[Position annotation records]
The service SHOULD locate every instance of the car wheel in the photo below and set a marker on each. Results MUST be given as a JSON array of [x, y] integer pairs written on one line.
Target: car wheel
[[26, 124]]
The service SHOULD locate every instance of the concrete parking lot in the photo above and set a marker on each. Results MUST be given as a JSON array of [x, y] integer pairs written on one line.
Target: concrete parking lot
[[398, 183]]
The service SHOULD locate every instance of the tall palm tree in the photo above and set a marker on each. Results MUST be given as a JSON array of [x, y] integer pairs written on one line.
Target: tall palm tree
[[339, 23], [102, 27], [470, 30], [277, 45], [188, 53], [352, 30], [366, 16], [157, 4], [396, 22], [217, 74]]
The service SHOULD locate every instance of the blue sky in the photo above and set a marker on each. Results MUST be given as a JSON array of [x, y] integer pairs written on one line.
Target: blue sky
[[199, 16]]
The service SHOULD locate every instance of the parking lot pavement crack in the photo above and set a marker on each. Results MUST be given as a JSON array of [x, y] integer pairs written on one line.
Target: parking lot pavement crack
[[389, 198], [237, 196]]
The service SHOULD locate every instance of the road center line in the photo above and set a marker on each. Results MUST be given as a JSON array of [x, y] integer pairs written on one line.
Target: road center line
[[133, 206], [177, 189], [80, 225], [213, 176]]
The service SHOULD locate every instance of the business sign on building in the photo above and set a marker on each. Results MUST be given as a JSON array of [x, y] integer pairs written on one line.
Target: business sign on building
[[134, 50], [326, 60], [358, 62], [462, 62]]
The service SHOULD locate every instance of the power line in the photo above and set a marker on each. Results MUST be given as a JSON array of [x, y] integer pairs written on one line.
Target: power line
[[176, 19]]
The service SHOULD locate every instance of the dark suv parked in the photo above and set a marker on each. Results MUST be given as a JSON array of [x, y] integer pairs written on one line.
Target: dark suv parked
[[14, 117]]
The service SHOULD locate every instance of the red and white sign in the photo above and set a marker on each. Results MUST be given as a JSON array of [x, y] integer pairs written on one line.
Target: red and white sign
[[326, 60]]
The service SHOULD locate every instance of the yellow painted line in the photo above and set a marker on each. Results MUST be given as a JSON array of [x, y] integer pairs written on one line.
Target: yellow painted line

**THE PROBLEM**
Could you put the lines of the records into a Markdown table with the columns Row and Line, beginning at the line that has "The service SHOULD locate every instance of the dark" and stopping after the one that has "[[326, 60]]"? Leave out any blank lines.

**IN RESPONSE**
| Row | Line |
|---|---|
| 1 | The service SHOULD locate every instance of the dark suv parked in the photo above and set a marker on each. Results MUST be given as a JSON array of [x, y] integer pairs written on one line. |
| 2 | Target: dark suv parked |
| 3 | [[14, 117]] |
| 4 | The service SHOULD locate every instance of the red and white sign in the photo above and set a marker on each. Results MUST be given as a JSON array of [x, y] integer pairs written on one line. |
| 5 | Target: red and white sign |
| 6 | [[326, 60]] |